**PASSAGE PROVIDED**
►
[Micronuclei and other nuclear abnormalities in the oral epithelium of female workers exposed to pesticides].

Rev Biol Trop

Instituto de Investigaciones en Salud, Universidad de Costa Rica.

Published: September 2004

In order to study if banana fields labour exposure to pesticides produces some kind of DNA damage, we determine the presence of micronuclei in epithelial oral cells in working women in Guapiles and Siquirres, Costa Rica, as an effect biomarker. We also analyzed other abnormalities in the nucleus of those cells such as broken-egg, karyolysis or kariorrhexis, to see if there was some kind of genotoxicity or citotoxicity. The women group exposed to pesticides worked in packing bananas plant from different independent farms. The control group of women had never done any farming tasks; they did not live in the banana fields, neither their husband. We got information about the life style, medical and familial history of the participants through an interview. We did not found any significant increment in the frequency of micronuclei form the exposed group compared with the controls. The other nuclei abnormalities showed signs ofcitotoxicity or genotoxicity in the controls, associated with the intake of coffee and dental x-rays. These results do not rule out at that pesticides used in packing bananas are agents capable of producing damage to the DNA, but it seems that micronuclei from the oral epithelium is not the most adequate marker to measure it.
◄
**LIST OF TASKS**
1. Answer the following questions using the pesticide abstract.
(a) Which institution is listed with the study?
(b) In which two places in Costa Rica were the working women studied?
(c) With what were the nuclear abnormalities found in the controls associated?
2. Set down the passage of the pesticide abstract starting at "[Micronuclei and other" and ending at "de Costa Rica.".
3. State whether each statement agrees with the pesticide abstract, answering yes or no and quoting the words that decide it.
(a) The women in the control group had previously done farming tasks.
(b) Information about the participants' life style and medical history was gathered through an interview.
(c) The authors conclude that micronuclei from the oral epithelium are the most suitable marker for measuring DNA damage from pesticides.

Saved entries:
►
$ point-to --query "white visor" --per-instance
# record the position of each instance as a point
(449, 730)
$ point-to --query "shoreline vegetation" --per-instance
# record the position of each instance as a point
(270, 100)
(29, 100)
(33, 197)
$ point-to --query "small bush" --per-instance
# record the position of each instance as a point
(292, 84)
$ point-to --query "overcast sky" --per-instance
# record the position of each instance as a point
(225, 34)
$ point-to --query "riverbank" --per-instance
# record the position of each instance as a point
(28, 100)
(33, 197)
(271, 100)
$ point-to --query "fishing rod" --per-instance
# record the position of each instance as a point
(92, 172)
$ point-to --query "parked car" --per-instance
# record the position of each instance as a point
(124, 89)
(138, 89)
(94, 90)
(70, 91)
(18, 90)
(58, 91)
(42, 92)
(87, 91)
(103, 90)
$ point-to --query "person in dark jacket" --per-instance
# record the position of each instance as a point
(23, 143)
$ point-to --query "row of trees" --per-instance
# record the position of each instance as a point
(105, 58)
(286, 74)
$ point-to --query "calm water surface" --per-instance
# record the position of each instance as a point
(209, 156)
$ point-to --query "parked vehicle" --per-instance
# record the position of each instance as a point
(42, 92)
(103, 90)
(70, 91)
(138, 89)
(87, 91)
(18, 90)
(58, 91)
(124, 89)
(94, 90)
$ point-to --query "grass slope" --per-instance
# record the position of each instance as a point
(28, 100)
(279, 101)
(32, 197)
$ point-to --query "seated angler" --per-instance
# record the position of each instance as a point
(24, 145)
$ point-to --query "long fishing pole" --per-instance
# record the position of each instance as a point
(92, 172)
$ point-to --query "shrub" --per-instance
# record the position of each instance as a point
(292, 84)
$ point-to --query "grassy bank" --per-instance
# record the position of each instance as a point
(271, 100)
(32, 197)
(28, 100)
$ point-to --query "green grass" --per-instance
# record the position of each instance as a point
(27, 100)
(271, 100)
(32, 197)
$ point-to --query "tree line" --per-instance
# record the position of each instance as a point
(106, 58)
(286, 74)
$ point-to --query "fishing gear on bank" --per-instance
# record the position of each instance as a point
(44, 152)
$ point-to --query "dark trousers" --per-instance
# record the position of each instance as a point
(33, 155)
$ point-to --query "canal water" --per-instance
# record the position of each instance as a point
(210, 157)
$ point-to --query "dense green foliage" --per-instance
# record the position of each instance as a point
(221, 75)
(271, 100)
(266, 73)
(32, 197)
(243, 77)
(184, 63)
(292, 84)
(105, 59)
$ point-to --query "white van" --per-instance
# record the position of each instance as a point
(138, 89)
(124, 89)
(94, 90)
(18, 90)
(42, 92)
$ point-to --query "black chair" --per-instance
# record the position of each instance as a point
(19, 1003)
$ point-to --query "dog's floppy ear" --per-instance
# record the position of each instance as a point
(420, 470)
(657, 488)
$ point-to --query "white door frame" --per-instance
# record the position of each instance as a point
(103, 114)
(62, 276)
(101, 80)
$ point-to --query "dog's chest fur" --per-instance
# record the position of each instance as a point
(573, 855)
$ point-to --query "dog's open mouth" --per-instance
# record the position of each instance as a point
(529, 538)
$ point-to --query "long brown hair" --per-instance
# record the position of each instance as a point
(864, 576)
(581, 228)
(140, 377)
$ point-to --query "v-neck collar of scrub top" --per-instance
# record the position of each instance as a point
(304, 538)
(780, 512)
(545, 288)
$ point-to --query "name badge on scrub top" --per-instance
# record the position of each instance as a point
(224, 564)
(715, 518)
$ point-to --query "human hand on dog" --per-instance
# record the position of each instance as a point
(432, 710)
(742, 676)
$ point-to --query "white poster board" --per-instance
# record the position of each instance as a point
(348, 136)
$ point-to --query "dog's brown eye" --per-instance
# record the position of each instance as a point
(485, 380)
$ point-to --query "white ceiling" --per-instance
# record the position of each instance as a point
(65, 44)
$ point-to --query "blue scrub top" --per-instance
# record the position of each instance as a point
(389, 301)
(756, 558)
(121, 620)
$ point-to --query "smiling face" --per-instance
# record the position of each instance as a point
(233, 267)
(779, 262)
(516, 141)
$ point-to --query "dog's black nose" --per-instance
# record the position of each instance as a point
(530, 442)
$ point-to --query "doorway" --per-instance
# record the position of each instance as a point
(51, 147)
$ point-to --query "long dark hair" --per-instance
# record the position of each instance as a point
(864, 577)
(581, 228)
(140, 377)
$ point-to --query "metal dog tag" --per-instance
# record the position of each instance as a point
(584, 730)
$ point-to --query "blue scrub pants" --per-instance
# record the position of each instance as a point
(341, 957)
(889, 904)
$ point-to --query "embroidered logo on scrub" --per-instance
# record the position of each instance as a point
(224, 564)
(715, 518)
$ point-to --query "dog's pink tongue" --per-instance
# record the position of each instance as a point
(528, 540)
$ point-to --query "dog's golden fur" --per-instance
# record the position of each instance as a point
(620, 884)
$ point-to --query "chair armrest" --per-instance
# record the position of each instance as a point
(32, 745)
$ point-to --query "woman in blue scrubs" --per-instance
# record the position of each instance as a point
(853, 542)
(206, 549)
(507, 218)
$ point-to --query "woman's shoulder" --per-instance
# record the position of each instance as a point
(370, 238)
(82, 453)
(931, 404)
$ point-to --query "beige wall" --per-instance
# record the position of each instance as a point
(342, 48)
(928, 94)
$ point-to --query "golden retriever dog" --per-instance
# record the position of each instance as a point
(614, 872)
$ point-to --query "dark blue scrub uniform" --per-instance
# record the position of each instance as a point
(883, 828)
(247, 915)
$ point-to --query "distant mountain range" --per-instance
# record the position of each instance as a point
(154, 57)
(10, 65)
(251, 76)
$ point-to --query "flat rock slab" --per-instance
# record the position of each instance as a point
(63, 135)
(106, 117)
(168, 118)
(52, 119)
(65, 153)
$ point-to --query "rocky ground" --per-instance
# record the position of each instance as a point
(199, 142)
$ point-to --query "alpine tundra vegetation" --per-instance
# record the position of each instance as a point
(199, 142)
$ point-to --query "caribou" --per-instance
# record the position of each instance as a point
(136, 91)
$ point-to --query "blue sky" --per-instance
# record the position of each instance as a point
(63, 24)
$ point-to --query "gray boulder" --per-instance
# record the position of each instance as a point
◄
**RESPONSES FOR EACH TASK**
1.
(a) Instituto de Investigaciones en Salud, Universidad de Costa Rica
(b) Guapiles and Siquirres
(c) The intake of coffee and dental x-rays

2.
[Micronuclei and other nuclear abnormalities in the oral epithelium of female workers exposed to pesticides].

Rev Biol Trop

Instituto de Investigaciones en Salud, Universidad de Costa Rica.

3.
(a) No: "The control group of women had never done any farming tasks"
(b) Yes: "We got information about the life style, medical and familial history of the participants through an interview."
(c) No: "it seems that micronuclei from the oral epithelium is not the most adequate marker to measure it."